(Records from a data collection)
^^^^^^^^^^^^^^^^
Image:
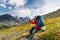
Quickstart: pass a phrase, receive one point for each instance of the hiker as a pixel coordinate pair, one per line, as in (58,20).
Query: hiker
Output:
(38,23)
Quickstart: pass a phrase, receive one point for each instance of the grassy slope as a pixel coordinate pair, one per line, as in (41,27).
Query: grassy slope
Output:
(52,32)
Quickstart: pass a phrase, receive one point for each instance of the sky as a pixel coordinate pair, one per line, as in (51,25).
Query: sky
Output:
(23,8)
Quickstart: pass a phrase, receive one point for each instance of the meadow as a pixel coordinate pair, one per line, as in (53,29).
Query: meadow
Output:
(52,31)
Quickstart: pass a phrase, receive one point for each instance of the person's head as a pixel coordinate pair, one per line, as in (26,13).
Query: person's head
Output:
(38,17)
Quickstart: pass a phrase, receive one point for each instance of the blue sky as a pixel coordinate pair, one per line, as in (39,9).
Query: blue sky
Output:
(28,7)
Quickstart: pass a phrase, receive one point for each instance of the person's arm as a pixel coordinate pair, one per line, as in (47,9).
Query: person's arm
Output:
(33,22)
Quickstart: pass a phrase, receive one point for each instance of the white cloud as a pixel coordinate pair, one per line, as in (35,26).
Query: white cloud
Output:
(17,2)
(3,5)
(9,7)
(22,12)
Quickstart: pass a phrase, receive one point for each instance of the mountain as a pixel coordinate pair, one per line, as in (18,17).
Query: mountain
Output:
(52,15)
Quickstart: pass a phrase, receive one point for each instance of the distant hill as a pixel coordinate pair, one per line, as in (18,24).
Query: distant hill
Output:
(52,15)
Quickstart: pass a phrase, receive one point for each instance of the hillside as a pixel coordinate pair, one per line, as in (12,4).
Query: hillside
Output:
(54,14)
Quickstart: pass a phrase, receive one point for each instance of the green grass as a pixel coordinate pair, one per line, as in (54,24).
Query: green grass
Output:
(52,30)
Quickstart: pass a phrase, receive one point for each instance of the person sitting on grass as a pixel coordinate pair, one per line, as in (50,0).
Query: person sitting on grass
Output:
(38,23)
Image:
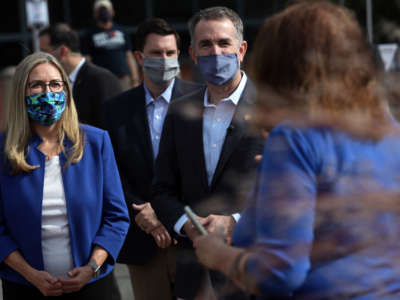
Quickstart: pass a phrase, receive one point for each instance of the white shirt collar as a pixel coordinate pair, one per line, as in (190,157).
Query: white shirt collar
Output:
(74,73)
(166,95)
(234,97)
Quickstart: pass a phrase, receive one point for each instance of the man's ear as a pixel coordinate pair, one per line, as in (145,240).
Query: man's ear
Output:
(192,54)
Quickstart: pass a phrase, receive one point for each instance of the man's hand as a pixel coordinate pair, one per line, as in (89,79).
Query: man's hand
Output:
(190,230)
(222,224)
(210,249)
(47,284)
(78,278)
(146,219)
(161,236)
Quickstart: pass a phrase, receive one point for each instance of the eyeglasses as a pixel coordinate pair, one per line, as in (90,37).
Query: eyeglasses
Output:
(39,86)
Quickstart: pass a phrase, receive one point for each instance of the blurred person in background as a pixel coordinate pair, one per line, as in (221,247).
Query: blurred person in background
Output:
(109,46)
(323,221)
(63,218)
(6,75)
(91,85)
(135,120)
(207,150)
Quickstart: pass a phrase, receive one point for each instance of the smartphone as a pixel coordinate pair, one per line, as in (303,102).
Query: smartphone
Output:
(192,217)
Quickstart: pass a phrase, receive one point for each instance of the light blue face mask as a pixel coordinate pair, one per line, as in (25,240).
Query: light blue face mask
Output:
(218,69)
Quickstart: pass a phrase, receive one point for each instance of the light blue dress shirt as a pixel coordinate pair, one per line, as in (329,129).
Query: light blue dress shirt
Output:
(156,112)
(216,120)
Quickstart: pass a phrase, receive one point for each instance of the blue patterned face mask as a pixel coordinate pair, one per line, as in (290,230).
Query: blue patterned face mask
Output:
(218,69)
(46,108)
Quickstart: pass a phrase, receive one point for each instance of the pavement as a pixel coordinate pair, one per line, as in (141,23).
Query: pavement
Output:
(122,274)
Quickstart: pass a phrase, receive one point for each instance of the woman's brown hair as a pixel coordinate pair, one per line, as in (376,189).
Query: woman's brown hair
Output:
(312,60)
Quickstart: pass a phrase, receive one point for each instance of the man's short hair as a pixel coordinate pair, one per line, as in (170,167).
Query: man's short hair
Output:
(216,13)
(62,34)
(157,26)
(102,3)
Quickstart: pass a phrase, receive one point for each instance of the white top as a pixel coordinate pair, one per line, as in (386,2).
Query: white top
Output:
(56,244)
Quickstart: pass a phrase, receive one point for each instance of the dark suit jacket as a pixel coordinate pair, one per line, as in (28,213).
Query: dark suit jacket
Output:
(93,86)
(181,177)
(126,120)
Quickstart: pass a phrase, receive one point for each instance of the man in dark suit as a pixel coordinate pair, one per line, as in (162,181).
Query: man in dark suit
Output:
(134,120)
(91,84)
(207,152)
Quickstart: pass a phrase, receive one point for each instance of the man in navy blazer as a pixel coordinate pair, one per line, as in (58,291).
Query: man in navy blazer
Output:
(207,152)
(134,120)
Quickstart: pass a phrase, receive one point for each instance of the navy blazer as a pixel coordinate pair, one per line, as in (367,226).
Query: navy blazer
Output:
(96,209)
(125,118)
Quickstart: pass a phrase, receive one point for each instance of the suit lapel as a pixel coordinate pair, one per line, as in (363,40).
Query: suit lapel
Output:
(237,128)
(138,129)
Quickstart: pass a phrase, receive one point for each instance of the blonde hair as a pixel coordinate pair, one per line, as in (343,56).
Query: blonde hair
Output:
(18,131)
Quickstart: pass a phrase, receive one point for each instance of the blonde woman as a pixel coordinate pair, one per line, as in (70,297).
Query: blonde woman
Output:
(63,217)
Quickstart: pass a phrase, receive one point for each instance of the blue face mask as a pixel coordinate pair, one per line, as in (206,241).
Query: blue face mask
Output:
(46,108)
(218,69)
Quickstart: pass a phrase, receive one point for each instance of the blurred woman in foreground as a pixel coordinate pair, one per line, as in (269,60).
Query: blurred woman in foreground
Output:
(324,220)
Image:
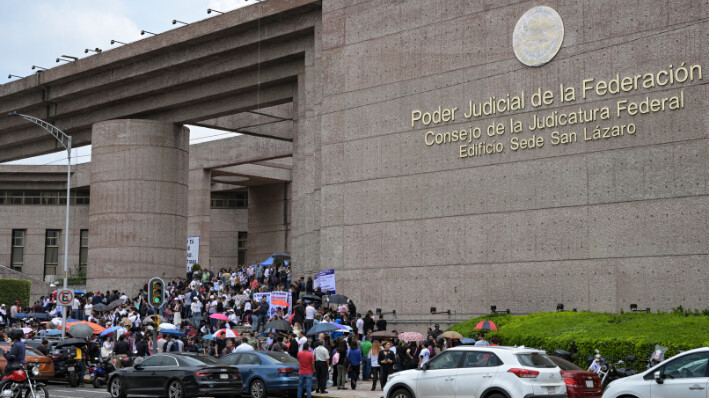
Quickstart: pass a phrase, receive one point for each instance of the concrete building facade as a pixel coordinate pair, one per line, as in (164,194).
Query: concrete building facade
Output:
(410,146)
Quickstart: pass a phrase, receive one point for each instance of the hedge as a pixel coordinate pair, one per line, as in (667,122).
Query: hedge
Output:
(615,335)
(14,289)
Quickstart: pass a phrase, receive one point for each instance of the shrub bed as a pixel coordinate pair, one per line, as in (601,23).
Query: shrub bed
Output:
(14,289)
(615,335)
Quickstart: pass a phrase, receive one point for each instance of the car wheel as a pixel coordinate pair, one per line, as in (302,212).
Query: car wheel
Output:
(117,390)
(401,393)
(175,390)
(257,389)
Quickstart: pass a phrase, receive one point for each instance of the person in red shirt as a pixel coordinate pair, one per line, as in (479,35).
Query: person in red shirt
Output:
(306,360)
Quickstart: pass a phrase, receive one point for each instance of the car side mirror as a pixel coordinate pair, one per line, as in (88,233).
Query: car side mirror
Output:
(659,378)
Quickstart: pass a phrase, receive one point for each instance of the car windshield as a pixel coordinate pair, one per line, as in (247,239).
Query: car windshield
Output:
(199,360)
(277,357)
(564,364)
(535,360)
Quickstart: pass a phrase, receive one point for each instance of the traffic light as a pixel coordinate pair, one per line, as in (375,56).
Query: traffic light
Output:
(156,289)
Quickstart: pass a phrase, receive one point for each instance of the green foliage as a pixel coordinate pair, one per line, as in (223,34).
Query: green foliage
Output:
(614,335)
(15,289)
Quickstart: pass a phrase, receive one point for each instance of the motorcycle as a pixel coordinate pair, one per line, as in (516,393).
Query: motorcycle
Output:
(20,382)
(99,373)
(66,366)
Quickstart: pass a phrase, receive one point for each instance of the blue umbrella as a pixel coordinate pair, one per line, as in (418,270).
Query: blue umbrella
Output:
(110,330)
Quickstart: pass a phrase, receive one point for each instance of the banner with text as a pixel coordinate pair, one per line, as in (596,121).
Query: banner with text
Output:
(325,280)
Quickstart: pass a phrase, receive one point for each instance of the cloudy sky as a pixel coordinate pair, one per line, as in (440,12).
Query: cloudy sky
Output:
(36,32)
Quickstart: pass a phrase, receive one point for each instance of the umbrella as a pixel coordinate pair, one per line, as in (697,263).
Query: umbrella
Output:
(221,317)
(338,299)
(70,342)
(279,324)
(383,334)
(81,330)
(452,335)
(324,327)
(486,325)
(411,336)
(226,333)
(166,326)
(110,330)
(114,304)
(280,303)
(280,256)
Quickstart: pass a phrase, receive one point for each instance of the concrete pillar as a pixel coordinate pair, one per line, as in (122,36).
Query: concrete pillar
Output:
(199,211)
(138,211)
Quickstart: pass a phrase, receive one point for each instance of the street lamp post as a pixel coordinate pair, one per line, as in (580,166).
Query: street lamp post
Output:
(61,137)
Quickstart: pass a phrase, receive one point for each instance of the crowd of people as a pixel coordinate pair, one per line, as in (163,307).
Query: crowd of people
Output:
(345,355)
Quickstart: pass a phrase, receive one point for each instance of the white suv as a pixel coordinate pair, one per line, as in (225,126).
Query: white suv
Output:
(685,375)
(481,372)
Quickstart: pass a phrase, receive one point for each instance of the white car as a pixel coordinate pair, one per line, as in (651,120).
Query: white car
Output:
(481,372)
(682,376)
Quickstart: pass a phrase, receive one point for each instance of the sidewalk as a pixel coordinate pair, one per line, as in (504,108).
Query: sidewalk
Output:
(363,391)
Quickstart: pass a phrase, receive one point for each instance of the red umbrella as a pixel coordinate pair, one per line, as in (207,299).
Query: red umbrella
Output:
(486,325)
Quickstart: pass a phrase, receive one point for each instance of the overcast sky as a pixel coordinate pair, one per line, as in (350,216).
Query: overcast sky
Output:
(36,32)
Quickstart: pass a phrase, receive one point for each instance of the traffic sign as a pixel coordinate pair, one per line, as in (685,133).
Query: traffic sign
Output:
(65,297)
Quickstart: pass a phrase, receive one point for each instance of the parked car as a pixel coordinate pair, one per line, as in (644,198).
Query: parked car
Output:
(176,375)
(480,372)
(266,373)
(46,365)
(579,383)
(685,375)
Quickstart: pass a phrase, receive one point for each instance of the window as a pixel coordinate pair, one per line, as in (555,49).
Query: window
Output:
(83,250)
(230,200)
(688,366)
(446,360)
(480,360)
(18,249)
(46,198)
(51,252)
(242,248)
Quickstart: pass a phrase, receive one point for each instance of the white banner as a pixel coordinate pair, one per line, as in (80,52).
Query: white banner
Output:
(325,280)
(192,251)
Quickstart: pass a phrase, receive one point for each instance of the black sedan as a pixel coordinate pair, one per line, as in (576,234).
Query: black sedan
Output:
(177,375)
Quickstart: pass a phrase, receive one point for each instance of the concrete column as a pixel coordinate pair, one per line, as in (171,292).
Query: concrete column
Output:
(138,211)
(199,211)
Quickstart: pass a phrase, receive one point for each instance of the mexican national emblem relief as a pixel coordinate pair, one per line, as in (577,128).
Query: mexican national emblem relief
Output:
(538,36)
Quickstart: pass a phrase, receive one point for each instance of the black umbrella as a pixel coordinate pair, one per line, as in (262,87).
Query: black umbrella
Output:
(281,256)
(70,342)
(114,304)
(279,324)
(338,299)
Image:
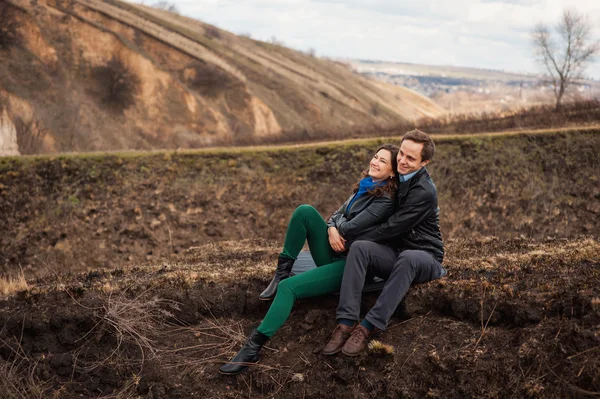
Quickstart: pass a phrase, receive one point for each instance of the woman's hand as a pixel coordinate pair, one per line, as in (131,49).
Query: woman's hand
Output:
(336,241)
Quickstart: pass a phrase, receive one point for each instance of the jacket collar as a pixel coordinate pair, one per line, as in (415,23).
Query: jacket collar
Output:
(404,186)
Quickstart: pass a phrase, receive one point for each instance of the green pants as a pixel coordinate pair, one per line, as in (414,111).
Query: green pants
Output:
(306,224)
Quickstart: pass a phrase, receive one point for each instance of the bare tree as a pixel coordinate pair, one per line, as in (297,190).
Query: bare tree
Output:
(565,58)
^^^^^^^^^^^^^^^^
Take every line above where "smartphone" appears and copy it.

Quickstart: pass a phrase, receive one point for each instance of the smartphone as a pixel coordinate pair, one per line, as in (303,102).
Query: smartphone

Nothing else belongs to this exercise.